- **Brano proposto**
Inoltre nei terreni bio aumentano il fosforo, nutriente fondamentale per le piante, e anche, del 40 per cento, la colonizzazione delle piante da parte dei funghi micorrizici. «Questi vivono nelle radici utilizzando in piccola parte il carbonio della pianta, ma in cambio le forniscono nutrienti minerali: prima di tutto il fosforo e l' azoto». Di qui la maggiore fertilità naturale dei terreni bio.
PROTEINE E ANTIOSSIDANTI
agricoltura biologica
Per quanto riguarda le capacità nutritive e salutari, «per alcuni parametri - ad esempio la concentrazione di proteine - spesso non ci sono grandi differenze. Nei prodotti bio è però più alta la concentrazione di sostanze benefiche come gli antiossidanti» dice Barberi. E un altro aspetto rilevante è quello socioeconomico: «In Toscana circa il 30 per cento dei terreni agricoli è abbandonato, per mancanza di ricambio generazionale, ma anche perché il sistema agroalimentare classico tende alla riduzione dei prezzi e mette fuori mercato tante produzioni. Uno studio della Commissione Europea evidenzia che i sistemi migliori per contrastare questo fenomeno dell' abbandono sono quelli caratteristici dell' agricoltura bio».

- **Dati forniti**
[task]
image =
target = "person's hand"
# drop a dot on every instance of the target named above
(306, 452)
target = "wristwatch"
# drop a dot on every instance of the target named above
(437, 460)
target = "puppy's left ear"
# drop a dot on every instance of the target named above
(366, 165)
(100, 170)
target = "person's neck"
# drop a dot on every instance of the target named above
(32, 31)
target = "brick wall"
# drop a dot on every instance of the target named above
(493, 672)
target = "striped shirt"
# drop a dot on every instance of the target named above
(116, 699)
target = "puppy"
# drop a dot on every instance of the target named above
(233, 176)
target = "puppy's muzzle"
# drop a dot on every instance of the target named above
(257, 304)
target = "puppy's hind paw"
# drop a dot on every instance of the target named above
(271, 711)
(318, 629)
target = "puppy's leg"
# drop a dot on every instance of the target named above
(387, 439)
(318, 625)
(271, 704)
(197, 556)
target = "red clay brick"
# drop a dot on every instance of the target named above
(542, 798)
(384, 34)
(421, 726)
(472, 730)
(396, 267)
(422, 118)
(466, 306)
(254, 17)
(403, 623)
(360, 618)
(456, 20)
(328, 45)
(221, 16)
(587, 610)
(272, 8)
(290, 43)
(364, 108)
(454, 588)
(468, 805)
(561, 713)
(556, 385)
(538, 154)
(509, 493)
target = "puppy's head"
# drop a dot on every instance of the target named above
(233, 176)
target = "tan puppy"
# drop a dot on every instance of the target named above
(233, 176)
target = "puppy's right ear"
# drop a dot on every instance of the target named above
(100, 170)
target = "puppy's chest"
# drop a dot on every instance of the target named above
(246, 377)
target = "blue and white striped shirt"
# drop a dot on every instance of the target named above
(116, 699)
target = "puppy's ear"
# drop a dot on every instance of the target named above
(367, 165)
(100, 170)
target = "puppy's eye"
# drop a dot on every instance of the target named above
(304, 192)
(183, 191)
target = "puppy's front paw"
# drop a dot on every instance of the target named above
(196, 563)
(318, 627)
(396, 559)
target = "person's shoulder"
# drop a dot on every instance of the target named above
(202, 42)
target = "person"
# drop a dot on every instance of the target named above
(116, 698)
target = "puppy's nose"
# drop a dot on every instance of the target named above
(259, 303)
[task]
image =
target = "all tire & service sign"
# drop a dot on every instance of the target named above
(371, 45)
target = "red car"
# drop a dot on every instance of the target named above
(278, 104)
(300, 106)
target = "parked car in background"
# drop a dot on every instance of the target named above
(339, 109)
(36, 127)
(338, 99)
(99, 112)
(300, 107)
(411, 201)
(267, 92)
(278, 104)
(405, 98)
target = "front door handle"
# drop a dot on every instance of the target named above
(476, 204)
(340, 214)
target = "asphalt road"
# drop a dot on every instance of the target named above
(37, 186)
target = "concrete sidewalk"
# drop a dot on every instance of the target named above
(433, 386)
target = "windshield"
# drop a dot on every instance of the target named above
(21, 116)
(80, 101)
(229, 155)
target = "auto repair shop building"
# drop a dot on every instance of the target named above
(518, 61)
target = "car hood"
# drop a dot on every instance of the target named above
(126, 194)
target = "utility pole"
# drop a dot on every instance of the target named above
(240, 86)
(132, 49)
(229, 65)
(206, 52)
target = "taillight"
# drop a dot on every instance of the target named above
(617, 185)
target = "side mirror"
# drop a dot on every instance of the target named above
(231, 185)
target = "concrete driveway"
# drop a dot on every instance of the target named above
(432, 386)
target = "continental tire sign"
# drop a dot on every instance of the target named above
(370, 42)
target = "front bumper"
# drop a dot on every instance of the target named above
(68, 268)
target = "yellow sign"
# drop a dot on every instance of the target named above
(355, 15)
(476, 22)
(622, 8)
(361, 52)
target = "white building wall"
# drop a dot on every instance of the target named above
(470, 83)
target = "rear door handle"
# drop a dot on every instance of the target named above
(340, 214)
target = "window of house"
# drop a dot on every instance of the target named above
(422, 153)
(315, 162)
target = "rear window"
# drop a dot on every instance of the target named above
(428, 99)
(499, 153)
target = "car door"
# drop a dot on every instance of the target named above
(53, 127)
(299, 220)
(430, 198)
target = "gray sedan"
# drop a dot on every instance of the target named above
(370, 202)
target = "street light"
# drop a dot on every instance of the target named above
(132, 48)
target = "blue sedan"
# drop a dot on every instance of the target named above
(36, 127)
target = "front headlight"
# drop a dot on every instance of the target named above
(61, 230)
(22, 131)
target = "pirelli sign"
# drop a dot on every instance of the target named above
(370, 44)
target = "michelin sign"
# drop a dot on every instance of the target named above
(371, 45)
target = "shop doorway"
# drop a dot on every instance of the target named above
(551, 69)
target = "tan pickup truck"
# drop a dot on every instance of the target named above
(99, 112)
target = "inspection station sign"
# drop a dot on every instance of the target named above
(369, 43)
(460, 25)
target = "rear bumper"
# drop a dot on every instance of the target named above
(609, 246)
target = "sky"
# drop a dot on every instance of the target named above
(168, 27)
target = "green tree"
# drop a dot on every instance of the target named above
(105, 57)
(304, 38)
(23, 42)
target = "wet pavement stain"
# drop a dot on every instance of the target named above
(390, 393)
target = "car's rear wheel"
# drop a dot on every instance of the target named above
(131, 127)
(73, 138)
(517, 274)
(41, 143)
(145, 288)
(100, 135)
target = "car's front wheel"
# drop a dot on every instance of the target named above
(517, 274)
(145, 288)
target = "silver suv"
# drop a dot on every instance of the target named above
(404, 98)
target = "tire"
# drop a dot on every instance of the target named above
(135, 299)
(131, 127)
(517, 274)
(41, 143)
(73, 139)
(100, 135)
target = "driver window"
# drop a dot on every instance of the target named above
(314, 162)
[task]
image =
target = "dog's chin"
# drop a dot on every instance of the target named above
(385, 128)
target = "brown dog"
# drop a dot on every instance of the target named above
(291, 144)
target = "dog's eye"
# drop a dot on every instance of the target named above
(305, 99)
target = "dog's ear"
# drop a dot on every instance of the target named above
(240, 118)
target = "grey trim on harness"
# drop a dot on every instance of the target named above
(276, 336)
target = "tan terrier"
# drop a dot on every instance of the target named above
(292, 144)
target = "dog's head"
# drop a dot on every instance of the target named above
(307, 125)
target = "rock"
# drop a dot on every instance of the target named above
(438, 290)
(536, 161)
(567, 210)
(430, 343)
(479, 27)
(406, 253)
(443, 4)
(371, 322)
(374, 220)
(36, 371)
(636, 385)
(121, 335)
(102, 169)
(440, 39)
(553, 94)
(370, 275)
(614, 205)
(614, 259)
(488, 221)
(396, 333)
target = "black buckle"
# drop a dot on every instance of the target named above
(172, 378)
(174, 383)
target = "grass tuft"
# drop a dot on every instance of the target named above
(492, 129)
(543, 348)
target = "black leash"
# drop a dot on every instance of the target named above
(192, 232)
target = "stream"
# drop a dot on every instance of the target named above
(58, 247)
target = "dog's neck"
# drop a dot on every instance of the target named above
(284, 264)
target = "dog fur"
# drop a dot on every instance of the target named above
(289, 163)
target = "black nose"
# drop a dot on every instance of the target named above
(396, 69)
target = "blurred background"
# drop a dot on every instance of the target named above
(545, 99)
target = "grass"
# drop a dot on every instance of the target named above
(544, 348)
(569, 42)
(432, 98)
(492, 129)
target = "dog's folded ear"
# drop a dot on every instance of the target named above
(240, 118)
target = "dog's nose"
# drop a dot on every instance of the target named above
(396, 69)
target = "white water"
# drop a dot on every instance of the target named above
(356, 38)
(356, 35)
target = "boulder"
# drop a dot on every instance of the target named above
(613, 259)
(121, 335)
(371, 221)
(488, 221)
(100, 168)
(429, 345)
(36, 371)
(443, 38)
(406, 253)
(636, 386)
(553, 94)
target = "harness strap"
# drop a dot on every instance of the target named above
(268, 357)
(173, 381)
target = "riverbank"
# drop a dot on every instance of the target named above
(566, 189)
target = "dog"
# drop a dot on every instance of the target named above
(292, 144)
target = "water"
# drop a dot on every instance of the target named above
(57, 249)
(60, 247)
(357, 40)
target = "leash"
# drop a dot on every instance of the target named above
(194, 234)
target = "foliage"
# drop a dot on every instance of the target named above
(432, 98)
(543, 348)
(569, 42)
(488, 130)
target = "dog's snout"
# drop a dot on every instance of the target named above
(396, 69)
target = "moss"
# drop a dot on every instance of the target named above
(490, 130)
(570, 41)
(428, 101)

- **Istruzioni di lavoro**
1 – Rispondi a queste domande sul brano:
(a) Di quanto aumenta nei terreni bio la colonizzazione delle piante da parte dei funghi micorrizici?
(b) Quale parte dei terreni agricoli in Toscana risulta abbandonata?
(c) Quali sostanze benefiche hanno una concentrazione più alta nei prodotti bio?
2 – Ricopia dal brano il passo che comincia con "Inoltre nei terreni" e prosegue fino a "dei terreni bio.".
Le voci non hanno alcun legame con il brano.

- **Risposte ai compiti**
1 –
(a) Del 40 per cento.
(b) Circa il 30 per cento.
(c) Gli antiossidanti.

2 –
Inoltre nei terreni bio aumentano il fosforo, nutriente fondamentale per le piante, e anche, del 40 per cento, la colonizzazione delle piante da parte dei funghi micorrizici. «Questi vivono nelle radici utilizzando in piccola parte il carbonio della pianta, ma in cambio le forniscono nutrienti minerali: prima di tutto il fosforo e l' azoto». Di qui la maggiore fertilità naturale dei terreni bio.